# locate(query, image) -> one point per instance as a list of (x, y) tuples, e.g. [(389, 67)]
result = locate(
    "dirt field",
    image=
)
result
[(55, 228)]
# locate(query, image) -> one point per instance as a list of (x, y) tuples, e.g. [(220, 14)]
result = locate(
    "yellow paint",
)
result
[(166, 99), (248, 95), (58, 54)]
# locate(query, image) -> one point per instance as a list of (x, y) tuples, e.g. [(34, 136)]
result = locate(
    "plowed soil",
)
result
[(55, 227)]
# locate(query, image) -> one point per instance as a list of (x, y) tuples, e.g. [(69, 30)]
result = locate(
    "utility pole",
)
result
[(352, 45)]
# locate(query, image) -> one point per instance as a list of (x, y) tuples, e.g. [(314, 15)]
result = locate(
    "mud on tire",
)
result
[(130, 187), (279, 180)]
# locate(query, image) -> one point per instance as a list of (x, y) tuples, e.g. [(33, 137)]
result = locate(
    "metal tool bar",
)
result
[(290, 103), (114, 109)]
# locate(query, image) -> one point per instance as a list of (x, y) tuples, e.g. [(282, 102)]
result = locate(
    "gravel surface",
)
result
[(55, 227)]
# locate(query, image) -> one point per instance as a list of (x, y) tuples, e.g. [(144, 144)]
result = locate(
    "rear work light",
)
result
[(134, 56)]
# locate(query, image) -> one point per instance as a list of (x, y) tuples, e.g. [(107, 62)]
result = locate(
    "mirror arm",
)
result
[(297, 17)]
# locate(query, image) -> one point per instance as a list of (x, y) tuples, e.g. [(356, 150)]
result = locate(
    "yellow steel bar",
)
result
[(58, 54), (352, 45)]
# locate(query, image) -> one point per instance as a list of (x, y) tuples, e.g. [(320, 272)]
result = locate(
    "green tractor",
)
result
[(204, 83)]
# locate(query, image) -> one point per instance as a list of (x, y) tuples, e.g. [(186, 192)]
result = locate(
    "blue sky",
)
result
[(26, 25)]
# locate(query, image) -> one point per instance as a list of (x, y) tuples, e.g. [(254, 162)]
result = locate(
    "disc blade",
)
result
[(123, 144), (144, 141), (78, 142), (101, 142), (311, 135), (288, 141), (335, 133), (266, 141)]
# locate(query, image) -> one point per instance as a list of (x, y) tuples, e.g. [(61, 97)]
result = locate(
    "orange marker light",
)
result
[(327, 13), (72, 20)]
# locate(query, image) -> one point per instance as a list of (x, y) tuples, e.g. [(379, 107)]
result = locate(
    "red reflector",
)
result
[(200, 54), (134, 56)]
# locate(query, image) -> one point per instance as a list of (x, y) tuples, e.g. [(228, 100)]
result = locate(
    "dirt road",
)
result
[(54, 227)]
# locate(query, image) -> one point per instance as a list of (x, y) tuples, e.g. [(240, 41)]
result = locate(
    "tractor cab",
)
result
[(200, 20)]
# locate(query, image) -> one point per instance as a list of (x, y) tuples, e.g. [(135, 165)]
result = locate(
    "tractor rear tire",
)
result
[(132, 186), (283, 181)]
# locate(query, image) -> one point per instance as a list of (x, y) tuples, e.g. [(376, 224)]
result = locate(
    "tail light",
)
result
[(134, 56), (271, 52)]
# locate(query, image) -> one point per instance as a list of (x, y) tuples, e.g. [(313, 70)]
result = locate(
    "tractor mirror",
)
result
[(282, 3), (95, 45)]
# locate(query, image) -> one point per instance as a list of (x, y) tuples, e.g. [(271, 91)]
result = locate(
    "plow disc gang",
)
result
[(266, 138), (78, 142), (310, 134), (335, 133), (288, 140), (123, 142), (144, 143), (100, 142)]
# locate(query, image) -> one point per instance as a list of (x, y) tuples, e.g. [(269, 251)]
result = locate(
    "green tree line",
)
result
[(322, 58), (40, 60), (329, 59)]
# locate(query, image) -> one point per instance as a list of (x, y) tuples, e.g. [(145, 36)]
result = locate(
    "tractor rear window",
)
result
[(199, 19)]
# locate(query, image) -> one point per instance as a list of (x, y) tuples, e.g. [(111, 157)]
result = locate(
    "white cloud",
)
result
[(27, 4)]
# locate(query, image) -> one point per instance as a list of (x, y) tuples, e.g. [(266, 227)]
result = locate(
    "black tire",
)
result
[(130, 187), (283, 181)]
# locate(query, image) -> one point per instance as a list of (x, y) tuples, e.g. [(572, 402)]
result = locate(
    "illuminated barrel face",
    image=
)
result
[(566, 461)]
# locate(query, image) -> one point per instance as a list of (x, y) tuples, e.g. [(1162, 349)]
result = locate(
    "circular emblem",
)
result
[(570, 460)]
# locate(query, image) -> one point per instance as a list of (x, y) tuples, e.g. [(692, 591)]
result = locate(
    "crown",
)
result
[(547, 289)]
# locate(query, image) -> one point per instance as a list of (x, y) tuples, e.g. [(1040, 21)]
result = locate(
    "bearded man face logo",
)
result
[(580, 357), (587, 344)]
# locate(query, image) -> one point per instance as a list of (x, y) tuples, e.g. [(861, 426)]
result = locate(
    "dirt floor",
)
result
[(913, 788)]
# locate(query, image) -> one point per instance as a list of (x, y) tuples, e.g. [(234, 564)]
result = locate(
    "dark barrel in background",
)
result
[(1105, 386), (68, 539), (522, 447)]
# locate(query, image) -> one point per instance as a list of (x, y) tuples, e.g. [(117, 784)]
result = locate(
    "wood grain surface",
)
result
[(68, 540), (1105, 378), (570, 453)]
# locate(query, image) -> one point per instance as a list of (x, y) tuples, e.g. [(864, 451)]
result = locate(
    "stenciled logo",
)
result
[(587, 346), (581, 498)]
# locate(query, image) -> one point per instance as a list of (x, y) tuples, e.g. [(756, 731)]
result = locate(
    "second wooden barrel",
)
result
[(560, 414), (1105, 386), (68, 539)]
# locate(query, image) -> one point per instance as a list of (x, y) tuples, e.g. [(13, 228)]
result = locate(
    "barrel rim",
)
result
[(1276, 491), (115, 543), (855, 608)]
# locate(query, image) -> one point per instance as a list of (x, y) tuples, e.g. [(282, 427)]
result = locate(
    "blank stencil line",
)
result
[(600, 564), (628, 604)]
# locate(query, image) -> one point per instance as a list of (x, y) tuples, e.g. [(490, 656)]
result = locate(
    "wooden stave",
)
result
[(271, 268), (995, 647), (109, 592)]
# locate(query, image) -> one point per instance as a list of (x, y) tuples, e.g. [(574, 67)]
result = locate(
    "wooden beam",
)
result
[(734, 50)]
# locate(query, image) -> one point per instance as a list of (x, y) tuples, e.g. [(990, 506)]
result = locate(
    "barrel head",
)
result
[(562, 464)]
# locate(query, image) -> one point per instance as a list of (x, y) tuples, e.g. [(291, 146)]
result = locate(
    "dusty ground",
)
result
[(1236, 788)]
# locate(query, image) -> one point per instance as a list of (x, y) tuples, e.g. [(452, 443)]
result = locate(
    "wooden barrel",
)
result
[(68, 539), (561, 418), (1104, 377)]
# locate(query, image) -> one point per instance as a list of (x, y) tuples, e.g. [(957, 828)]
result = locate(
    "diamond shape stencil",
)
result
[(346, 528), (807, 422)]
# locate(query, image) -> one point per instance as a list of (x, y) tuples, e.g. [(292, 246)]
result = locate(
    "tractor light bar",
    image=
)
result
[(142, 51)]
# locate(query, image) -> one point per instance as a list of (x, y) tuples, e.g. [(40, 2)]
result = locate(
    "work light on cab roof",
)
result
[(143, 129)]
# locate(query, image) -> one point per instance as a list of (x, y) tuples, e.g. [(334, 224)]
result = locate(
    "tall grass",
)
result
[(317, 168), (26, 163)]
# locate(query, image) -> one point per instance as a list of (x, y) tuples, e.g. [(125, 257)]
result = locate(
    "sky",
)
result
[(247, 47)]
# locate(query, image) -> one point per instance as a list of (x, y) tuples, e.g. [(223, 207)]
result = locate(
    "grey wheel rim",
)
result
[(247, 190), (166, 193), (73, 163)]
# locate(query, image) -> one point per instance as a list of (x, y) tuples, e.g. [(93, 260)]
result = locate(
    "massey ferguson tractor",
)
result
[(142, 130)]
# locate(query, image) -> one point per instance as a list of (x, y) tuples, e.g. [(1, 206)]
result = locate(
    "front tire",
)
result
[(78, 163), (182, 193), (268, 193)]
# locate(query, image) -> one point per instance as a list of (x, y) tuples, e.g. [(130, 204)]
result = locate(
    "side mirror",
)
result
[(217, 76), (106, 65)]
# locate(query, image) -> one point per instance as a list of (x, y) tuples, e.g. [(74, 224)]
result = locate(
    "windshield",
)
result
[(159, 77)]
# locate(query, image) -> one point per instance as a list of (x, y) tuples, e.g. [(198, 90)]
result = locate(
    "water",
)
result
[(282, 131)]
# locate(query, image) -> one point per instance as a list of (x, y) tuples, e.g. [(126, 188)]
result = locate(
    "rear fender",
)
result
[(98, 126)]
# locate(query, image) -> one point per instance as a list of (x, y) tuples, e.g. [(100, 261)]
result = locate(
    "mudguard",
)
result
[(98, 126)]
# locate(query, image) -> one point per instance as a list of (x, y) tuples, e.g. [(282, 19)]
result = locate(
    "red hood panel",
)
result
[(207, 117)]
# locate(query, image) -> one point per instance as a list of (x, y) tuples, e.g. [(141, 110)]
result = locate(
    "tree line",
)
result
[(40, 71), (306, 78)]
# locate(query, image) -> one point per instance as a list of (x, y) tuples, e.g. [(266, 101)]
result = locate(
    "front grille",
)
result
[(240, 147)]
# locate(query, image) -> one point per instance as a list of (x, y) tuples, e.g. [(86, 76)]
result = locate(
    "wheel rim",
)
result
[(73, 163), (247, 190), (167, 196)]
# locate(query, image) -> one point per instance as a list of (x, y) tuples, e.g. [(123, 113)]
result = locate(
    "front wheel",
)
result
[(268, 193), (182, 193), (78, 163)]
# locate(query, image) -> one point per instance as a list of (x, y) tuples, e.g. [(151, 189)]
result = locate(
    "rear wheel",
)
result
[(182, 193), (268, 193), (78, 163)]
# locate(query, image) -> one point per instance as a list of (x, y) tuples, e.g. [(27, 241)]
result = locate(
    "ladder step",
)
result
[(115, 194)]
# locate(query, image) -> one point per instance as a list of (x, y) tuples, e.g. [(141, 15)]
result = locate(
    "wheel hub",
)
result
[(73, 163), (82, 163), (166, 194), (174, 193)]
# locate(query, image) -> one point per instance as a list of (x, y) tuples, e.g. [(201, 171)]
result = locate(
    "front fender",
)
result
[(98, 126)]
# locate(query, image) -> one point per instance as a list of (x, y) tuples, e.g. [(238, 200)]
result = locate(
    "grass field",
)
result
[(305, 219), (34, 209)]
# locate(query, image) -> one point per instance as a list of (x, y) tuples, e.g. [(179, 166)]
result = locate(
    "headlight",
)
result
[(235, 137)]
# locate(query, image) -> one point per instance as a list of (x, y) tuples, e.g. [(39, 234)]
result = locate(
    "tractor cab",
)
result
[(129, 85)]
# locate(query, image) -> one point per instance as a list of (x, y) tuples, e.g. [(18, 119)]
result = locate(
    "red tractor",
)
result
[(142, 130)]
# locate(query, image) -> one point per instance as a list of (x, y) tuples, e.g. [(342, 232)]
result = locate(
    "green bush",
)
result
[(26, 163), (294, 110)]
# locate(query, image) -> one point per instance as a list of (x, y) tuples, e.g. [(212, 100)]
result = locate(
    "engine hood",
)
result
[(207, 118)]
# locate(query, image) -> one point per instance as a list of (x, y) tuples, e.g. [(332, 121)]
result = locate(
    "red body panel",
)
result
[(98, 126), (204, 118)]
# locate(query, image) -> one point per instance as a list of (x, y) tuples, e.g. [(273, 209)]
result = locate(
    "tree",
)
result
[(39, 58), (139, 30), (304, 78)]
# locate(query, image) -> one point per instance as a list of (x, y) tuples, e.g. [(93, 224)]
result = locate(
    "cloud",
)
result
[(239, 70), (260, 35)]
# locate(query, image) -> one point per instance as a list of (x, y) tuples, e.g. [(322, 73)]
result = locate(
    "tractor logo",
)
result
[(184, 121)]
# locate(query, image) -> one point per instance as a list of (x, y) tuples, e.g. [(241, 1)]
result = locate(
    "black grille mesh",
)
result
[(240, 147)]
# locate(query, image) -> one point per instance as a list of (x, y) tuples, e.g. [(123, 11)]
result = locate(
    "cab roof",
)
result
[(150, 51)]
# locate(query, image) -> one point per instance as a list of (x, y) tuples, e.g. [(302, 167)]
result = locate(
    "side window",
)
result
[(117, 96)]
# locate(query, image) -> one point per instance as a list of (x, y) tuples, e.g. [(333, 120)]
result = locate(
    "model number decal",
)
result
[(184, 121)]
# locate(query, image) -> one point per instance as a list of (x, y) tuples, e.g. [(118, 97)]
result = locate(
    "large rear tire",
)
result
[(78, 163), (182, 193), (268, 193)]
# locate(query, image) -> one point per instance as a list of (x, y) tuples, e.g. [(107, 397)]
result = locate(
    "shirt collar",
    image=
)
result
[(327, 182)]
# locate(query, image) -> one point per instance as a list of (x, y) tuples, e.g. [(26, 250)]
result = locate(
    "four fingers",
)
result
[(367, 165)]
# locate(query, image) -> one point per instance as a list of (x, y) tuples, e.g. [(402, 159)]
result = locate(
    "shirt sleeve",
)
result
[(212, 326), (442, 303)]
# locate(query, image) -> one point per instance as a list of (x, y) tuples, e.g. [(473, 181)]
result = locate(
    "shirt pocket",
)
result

══════════

Gather and copy every line of the data in which the string "wheel" is found.

* **Written response**
    "grey wheel rim",
    "wheel rim",
    "front wheel",
    "rear wheel",
    "wheel hub",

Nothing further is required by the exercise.